Goal:
How many lines in the records below contain the string "steep", where uppercase and lowercase count as different? Give only the number.

Input data:
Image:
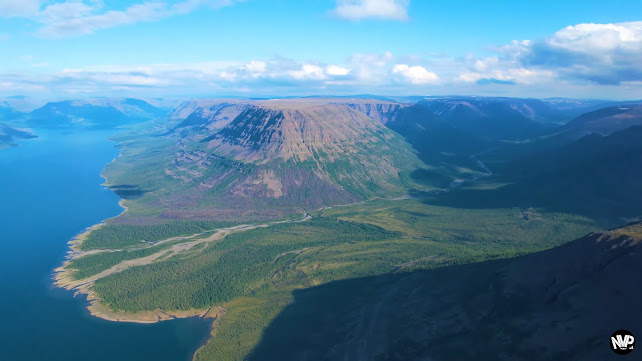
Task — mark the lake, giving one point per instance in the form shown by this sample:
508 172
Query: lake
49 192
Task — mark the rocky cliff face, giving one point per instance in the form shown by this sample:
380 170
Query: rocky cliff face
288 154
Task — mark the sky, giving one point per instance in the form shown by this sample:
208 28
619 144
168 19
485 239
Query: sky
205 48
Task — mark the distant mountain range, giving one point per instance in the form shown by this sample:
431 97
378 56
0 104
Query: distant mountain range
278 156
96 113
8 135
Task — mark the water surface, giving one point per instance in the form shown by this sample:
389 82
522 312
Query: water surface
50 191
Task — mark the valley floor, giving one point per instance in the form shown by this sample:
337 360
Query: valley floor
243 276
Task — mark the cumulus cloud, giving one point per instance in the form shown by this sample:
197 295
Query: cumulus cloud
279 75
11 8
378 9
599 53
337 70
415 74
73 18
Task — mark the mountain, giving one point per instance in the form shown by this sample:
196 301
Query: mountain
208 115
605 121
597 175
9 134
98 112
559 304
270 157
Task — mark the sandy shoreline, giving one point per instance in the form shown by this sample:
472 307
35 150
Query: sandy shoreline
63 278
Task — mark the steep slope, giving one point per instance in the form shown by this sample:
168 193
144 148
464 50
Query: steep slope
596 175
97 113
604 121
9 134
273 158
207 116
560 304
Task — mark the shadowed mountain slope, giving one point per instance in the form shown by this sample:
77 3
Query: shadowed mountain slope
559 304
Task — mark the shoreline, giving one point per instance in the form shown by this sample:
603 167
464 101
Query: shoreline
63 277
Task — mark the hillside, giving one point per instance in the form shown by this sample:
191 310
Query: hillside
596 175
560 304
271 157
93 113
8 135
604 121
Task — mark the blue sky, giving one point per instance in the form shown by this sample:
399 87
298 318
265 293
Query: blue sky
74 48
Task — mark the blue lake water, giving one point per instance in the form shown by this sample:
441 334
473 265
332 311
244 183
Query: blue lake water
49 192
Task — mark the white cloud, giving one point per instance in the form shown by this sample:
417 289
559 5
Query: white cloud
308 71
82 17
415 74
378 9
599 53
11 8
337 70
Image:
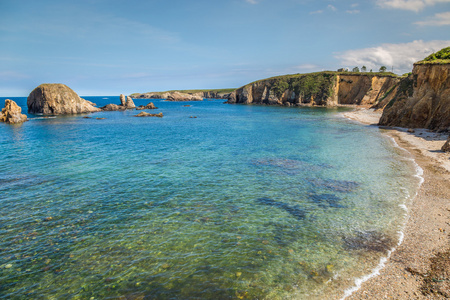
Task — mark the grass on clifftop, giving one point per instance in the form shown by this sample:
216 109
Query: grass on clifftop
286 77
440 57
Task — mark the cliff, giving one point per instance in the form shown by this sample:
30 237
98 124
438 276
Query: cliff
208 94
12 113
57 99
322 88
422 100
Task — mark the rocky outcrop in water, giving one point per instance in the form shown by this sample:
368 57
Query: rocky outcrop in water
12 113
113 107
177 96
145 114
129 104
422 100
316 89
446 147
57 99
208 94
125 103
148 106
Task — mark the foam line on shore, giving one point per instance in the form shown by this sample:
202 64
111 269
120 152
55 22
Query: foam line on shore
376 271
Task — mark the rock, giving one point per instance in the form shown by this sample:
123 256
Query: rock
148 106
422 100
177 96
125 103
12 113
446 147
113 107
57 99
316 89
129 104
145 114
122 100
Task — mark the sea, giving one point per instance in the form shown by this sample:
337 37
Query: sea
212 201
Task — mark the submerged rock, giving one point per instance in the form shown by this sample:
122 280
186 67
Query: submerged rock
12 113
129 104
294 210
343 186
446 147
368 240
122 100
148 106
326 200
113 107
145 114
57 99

==

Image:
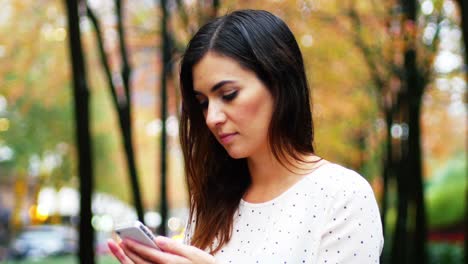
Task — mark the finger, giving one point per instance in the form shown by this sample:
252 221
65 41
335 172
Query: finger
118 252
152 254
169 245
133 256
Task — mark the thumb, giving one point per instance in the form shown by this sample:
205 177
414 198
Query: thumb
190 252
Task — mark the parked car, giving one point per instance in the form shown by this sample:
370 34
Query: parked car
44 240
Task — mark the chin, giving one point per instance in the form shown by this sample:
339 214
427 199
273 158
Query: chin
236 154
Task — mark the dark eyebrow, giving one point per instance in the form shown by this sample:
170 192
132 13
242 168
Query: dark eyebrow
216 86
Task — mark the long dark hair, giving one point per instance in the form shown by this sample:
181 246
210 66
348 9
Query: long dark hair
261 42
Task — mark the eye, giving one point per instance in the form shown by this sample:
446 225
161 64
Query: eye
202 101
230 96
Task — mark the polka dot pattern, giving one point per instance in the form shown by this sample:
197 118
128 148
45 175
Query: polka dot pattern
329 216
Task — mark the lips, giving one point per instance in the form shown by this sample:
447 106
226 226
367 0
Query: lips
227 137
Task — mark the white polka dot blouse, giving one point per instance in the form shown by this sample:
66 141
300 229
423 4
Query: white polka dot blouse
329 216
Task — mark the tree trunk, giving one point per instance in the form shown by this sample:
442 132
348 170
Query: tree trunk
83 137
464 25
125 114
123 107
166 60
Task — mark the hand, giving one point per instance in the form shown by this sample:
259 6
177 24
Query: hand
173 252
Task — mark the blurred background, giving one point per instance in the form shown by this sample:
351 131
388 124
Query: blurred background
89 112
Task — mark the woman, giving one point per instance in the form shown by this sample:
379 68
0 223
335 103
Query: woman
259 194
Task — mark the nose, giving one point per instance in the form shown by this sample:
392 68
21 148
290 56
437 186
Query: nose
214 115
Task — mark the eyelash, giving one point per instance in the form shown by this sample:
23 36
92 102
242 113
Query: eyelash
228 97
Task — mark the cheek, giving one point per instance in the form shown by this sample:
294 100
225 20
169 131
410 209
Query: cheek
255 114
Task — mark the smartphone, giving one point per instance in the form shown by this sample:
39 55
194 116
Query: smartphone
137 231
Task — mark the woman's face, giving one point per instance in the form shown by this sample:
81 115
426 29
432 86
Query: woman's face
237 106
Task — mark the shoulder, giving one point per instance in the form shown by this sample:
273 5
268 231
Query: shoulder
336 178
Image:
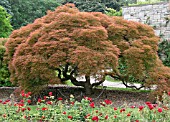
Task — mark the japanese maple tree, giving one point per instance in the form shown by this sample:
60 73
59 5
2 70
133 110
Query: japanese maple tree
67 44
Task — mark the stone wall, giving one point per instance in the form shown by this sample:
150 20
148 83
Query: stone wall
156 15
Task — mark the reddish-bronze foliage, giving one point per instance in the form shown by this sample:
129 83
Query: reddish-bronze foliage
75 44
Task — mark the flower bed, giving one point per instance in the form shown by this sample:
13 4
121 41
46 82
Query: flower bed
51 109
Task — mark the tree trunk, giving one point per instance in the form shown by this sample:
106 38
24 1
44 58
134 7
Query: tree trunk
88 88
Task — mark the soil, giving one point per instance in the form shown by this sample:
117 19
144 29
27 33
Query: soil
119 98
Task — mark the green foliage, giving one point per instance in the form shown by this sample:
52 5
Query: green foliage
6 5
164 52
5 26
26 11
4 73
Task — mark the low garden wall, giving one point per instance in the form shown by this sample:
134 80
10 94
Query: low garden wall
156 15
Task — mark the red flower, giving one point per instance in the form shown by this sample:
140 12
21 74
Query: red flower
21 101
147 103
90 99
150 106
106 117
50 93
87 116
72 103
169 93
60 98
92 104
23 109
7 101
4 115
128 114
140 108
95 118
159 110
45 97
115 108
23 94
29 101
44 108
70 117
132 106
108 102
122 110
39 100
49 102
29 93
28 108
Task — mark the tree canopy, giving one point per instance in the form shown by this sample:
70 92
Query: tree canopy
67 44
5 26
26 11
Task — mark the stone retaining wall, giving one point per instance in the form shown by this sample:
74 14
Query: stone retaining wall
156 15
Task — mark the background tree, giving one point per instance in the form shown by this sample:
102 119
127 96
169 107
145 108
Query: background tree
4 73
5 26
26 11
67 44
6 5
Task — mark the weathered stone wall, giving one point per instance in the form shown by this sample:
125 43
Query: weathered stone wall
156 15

Result for this task:
2